(Rows of box annotation data)
******************************

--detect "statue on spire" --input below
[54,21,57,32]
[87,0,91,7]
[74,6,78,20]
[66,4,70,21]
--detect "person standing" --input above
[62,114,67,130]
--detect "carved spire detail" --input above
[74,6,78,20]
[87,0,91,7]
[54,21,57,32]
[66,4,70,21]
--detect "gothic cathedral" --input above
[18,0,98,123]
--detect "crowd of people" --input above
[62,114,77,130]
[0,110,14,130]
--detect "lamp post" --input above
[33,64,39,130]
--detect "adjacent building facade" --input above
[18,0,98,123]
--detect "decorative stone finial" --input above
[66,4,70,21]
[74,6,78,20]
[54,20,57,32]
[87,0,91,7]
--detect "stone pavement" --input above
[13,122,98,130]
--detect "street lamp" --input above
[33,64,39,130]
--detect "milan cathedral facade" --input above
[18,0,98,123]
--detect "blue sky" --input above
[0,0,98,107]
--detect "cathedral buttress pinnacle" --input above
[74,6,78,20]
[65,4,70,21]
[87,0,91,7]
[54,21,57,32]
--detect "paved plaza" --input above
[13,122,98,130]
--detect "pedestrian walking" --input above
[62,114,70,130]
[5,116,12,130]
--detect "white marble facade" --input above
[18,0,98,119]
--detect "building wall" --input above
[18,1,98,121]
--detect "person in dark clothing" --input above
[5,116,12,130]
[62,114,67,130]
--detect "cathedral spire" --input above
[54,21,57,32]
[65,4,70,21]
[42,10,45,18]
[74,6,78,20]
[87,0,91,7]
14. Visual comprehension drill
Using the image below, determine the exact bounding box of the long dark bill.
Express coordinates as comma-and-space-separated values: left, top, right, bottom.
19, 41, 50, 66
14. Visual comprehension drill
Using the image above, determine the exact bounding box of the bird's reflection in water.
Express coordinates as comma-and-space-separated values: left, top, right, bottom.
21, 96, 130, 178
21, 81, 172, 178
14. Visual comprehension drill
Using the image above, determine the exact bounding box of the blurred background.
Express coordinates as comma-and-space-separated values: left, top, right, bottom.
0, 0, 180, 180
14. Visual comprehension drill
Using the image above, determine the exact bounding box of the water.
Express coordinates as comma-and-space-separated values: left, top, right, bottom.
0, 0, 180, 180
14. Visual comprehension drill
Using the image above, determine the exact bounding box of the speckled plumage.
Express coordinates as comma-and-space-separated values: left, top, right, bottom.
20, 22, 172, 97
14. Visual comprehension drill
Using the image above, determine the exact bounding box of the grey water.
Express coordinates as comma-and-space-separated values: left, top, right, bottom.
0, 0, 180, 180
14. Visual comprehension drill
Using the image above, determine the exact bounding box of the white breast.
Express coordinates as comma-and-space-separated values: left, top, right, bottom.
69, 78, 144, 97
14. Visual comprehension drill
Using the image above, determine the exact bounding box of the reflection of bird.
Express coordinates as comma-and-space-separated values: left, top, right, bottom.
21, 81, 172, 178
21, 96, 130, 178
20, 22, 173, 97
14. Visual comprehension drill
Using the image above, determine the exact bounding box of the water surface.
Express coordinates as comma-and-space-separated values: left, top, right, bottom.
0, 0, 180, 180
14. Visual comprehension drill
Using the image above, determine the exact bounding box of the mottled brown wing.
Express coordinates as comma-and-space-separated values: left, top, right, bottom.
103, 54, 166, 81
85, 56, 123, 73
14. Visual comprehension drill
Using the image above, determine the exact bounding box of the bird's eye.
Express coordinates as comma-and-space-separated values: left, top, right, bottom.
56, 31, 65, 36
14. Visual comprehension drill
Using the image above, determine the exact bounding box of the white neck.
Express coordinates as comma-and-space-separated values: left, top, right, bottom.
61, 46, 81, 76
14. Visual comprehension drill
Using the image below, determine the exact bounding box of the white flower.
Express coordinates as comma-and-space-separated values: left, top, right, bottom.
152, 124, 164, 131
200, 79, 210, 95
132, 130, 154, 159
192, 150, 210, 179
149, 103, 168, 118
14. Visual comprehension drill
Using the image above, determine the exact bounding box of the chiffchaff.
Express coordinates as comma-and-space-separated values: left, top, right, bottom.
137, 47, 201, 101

******************************

WHAT THE TASK REQUIRES: Filter the entries above and copy every line that contains the word "reflection", treating uppercase and lowercase as distinct.

EXERCISE RESPONSE:
Using the image above, determine the exact bounding box of the bird's reflection in water.
Using the image above, determine the exact bounding box of the reflection of bird.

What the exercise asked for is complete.